Passage for review ::
In his 70 sq ft cubicle in Cheung Sha Wan, renovation worker Xu Guiquan, 62, struggles with feelings of desperation as he has been mostly out of work since the Covid-19 pandemic hit Hong Kong early last year.
Working only five or six days a month, his income has shrunk from more than HK$20,000 (US$2,600) to under HK$6,000, of which HK$4,000 goes to rent.
Xu and his wife, also 62 and retired, have tightened their belts, buying only the cheapest frozen meat and canned food.
They have not asked their two children working in mainland China for help. Nor does Xu want to apply for social welfare under the Comprehensive Social Security Assistance (CSSA) scheme.
“I want to be self-reliant for as long as I can,” he said.
He hoped, however, that the government will announce a temporary unemployment fund to rescue struggling Hongkongers.
“There are many needy people worse off than me. I know many jobless workers who really need help,” he said.

Problem set ::
[a] Summarize the article on Xu Guiquan in two sentences.
[b] Please reproduce the article on Xu Guiquan from "Working only five" to "Assistance (CSSA) scheme.".

Data shown ::
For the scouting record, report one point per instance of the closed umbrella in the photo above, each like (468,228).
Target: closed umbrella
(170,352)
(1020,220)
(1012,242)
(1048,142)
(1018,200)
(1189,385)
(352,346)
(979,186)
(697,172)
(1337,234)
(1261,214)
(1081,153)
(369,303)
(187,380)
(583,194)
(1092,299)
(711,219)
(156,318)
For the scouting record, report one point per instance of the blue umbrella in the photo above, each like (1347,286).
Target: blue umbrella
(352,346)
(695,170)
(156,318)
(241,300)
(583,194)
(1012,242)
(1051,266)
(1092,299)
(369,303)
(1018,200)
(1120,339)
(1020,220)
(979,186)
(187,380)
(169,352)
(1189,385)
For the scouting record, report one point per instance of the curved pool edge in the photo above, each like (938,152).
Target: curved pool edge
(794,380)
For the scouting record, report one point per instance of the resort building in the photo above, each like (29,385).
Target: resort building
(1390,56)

Solutions below ::
[a] Renovation worker Xu Guiquan, 62, has been mostly out of work since the Covid-19 pandemic hit Hong Kong, and his monthly income has dropped from more than HK$20,000 to under HK$6,000, of which HK$4,000 goes to rent. He and his wife buy only the cheapest food and have not asked their children for help, and he does not want to apply for CSSA welfare, though he hopes the government will announce a temporary unemployment fund for struggling Hongkongers.

[b]
Working only five or six days a month, his income has shrunk from more than HK$20,000 (US$2,600) to under HK$6,000, of which HK$4,000 goes to rent.
Xu and his wife, also 62 and retired, have tightened their belts, buying only the cheapest frozen meat and canned food.
They have not asked their two children working in mainland China for help. Nor does Xu want to apply for social welfare under the Comprehensive Social Security Assistance (CSSA) scheme.